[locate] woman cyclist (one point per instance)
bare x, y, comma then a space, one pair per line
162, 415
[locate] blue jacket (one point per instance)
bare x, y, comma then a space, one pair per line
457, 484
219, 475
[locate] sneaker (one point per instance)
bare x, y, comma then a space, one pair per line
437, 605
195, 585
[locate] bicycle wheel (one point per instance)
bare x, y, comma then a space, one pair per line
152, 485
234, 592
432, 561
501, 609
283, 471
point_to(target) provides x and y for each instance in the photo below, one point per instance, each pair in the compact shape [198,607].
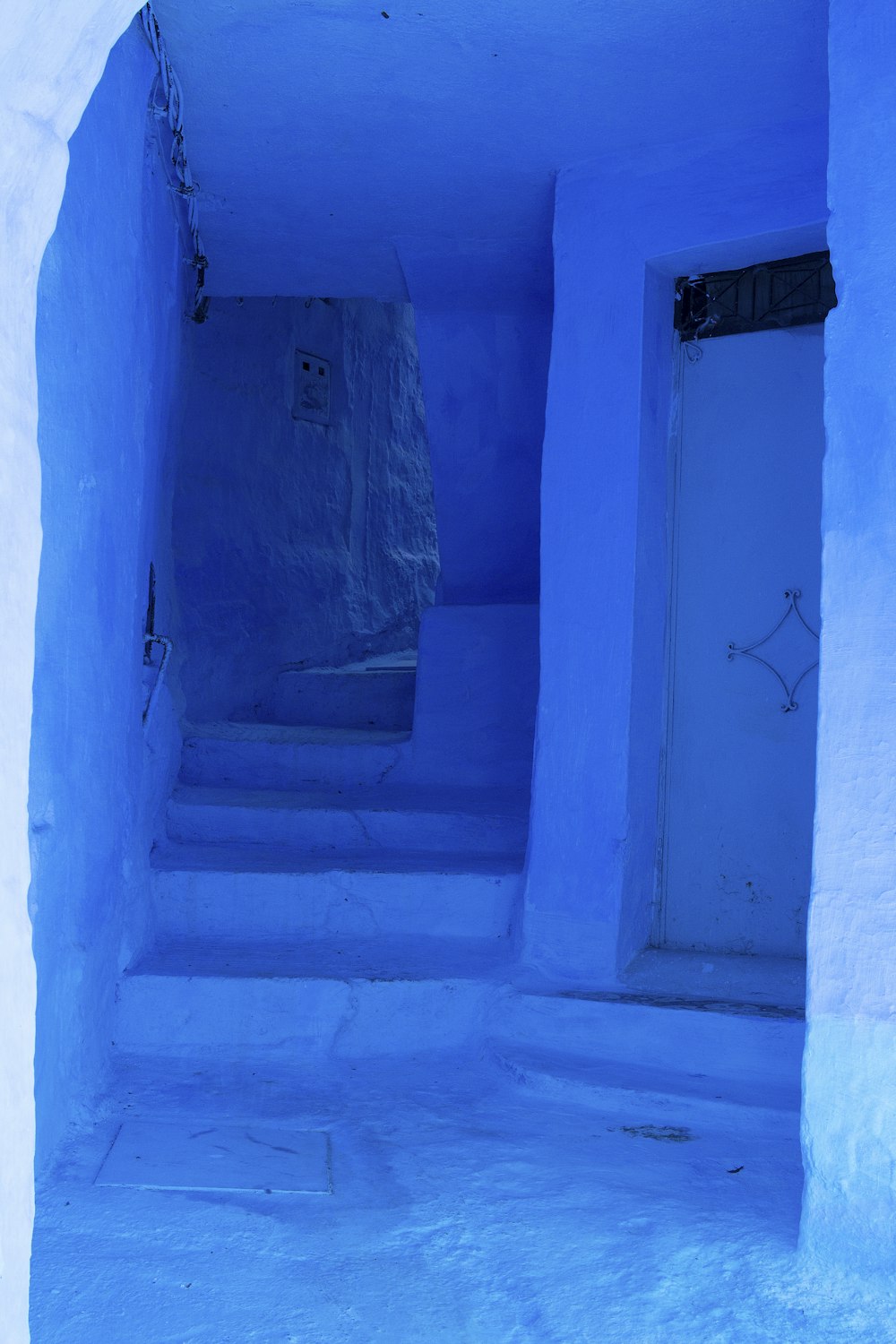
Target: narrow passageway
[389,983]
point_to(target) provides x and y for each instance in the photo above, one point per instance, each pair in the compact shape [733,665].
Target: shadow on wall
[304,534]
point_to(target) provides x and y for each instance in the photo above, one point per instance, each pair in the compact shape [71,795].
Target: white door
[740,750]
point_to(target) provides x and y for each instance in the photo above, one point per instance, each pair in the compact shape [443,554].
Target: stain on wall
[298,542]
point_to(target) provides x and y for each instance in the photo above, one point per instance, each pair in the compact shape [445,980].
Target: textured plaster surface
[485,375]
[105,389]
[850,1056]
[641,220]
[449,121]
[298,543]
[465,1210]
[47,72]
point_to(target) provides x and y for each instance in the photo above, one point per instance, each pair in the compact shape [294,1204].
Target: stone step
[336,1000]
[215,892]
[269,755]
[338,698]
[411,819]
[581,1046]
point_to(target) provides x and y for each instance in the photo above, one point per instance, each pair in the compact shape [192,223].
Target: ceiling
[322,132]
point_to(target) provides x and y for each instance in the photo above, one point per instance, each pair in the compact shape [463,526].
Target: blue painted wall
[849,1116]
[109,320]
[484,359]
[298,543]
[625,228]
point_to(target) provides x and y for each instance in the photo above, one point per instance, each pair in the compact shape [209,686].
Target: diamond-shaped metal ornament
[748,650]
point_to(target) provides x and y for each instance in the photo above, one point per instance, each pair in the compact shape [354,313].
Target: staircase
[347,892]
[343,886]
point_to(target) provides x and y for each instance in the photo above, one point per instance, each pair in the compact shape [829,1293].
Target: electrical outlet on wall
[311,397]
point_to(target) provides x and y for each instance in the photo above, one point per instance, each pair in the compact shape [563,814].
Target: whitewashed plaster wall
[849,1070]
[51,56]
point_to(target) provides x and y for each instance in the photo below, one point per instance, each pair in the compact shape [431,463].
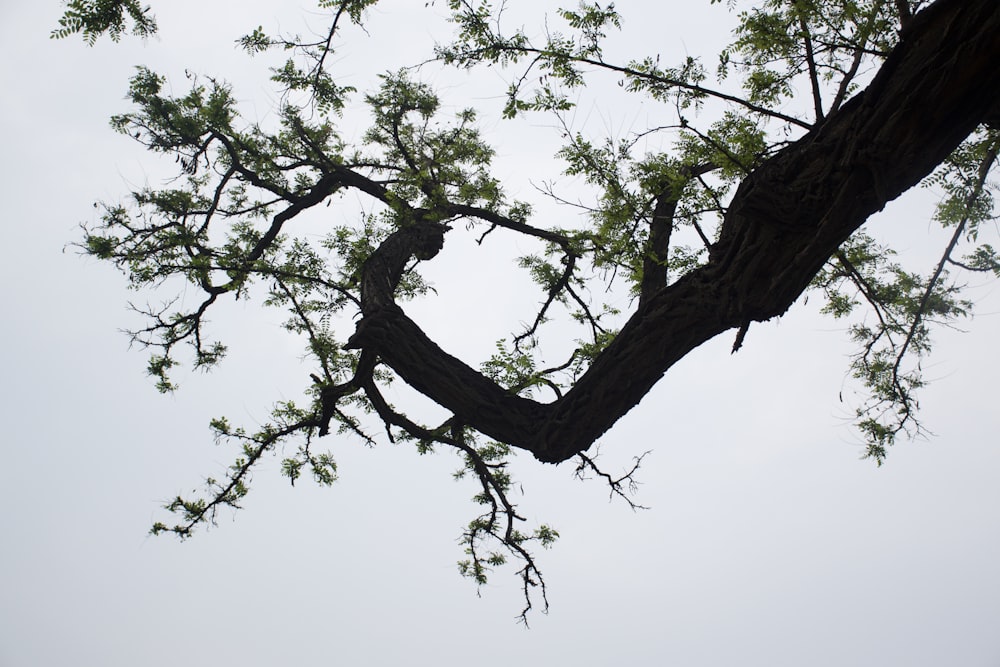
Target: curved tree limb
[786,219]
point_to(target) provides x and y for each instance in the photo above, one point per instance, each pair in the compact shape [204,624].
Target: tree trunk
[786,219]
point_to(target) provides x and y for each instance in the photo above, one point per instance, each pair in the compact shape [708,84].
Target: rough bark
[785,221]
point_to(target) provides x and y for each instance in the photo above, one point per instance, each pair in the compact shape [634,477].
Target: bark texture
[786,219]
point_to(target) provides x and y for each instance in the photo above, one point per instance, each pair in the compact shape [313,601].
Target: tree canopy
[750,187]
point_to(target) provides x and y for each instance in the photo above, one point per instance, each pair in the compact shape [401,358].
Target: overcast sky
[768,541]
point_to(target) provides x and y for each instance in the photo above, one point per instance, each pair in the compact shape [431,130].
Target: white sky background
[768,541]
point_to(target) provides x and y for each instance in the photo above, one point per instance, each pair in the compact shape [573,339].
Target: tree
[746,202]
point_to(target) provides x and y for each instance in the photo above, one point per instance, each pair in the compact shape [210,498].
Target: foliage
[656,205]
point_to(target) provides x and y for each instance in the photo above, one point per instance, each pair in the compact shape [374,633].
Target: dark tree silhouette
[748,206]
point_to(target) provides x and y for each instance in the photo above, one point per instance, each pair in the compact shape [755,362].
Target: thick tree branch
[786,219]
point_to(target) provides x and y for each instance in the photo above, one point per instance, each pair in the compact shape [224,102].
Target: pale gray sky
[768,541]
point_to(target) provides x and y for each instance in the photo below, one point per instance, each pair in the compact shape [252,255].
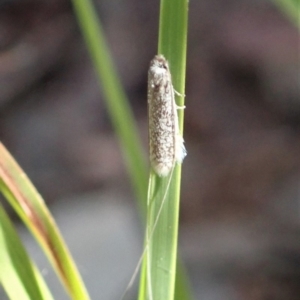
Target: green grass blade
[18,274]
[29,205]
[116,101]
[292,10]
[159,268]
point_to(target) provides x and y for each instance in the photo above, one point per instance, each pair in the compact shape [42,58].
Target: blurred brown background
[240,212]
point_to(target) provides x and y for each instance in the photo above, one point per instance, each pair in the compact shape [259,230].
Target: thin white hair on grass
[166,145]
[149,236]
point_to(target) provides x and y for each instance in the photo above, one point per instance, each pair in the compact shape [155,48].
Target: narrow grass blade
[18,274]
[159,268]
[29,205]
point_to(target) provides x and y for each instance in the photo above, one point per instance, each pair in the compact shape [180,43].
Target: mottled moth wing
[165,143]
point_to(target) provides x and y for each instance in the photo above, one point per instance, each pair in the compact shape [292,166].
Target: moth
[166,145]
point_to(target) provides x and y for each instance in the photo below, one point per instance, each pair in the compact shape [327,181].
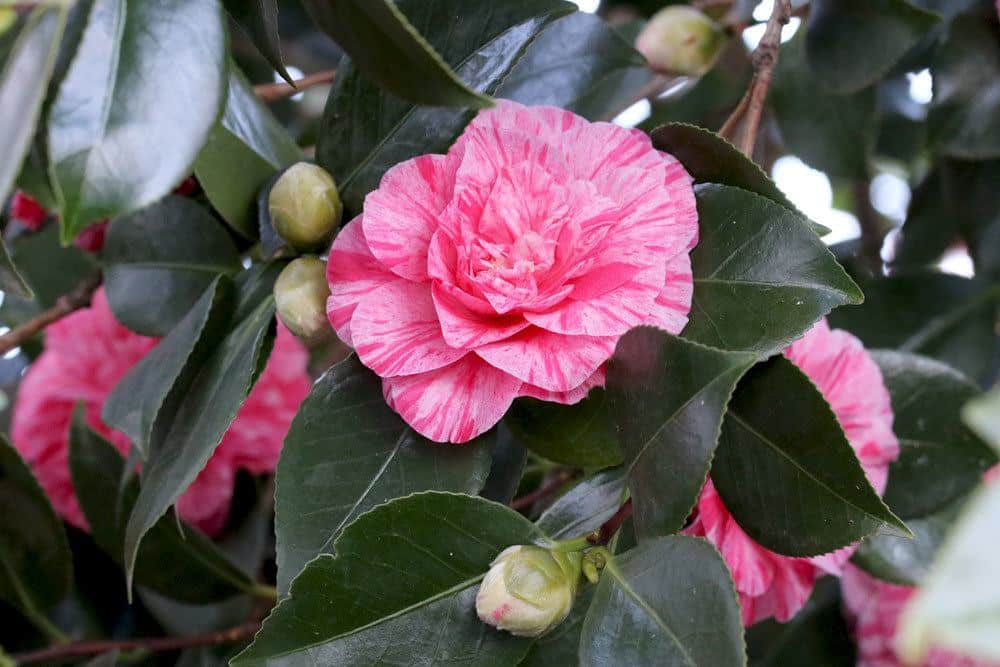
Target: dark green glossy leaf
[832,133]
[366,131]
[204,410]
[24,75]
[670,601]
[579,63]
[964,118]
[940,459]
[245,148]
[36,567]
[407,569]
[785,470]
[561,645]
[259,18]
[35,254]
[345,433]
[906,561]
[850,44]
[761,276]
[159,261]
[581,434]
[138,102]
[817,636]
[390,51]
[667,398]
[711,159]
[159,379]
[175,559]
[585,507]
[942,316]
[509,460]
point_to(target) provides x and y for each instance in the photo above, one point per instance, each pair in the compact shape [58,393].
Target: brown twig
[608,529]
[83,648]
[741,127]
[66,304]
[272,92]
[547,488]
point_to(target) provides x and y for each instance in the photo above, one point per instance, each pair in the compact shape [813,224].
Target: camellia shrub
[476,332]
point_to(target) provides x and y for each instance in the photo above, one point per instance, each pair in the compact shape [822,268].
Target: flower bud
[300,294]
[681,40]
[305,206]
[528,590]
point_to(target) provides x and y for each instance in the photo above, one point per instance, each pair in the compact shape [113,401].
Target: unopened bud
[305,206]
[300,294]
[529,590]
[681,40]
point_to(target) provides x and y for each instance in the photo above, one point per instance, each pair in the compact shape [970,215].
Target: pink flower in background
[511,266]
[872,608]
[86,353]
[770,584]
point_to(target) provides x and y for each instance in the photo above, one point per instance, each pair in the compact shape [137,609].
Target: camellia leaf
[159,261]
[832,133]
[24,77]
[137,103]
[36,567]
[935,314]
[244,150]
[940,460]
[850,44]
[158,379]
[956,608]
[175,559]
[259,18]
[409,568]
[390,51]
[761,276]
[964,118]
[670,601]
[667,398]
[585,507]
[204,409]
[711,159]
[786,472]
[581,434]
[365,131]
[344,431]
[579,63]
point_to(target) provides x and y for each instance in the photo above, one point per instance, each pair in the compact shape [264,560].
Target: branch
[66,304]
[548,488]
[84,648]
[745,119]
[604,534]
[272,92]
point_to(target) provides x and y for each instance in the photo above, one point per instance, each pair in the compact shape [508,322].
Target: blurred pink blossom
[86,353]
[511,266]
[770,584]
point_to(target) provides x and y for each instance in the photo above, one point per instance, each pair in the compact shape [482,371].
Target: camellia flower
[86,354]
[529,590]
[511,266]
[770,584]
[873,608]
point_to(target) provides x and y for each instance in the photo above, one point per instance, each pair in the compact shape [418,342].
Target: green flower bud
[300,294]
[305,206]
[681,40]
[529,590]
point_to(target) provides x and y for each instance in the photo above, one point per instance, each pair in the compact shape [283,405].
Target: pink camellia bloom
[511,265]
[873,608]
[770,584]
[86,354]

TASK OBJECTIVE: Starting at the line that contains "compact shape [113,401].", quote each remaining line of the entries above, unchanged.

OUTPUT:
point_to(target) provides x and y for each instance in the photo above, one point per instance, each pair in the compact shape [113,401].
Target: unopened bud
[305,206]
[300,294]
[529,590]
[681,40]
point_to(target) provides x and y for each instance in the photo above, one point per instance, each pair in the compact shape [970,215].
Target: pink flower in background
[511,266]
[872,608]
[86,353]
[770,584]
point_to(target) provides x and y for each instance in the photo above, one point per instance, each pair in the compact shape [137,609].
Target: camellia leaf
[159,261]
[832,133]
[24,77]
[137,103]
[36,567]
[935,314]
[244,150]
[940,460]
[850,44]
[158,379]
[956,608]
[175,559]
[259,18]
[409,568]
[390,51]
[761,276]
[964,118]
[670,601]
[667,398]
[585,507]
[204,409]
[711,159]
[786,472]
[581,434]
[365,131]
[344,431]
[579,63]
point_to(target) provides x and y for each instance in the photo above, one point per instance, each pair in the compact shape [264,560].
Target: branch
[66,304]
[548,488]
[84,648]
[745,119]
[604,534]
[272,92]
point_to(target) provides x and y for each instance in the photo above, one point per instance, each pair in the compact shape [508,322].
Target: blurred pink blossom
[86,353]
[511,266]
[770,584]
point_to(target) provides x and y for each instance in the photo above, one point per instance, each pair in the compact shape [482,371].
Target: camellia flower
[86,354]
[529,590]
[511,266]
[770,584]
[873,608]
point_to(target) provides x and y for each instance in the photo above, one point per instance, each pair in the compact shape [418,342].
Target: green flower bud
[300,294]
[305,206]
[681,40]
[529,590]
point_to(target) provides x and y for each instance in the photo above, one point per instance, each pair in the compact shape [283,405].
Target: pink camellia bloom
[511,265]
[873,608]
[770,584]
[86,354]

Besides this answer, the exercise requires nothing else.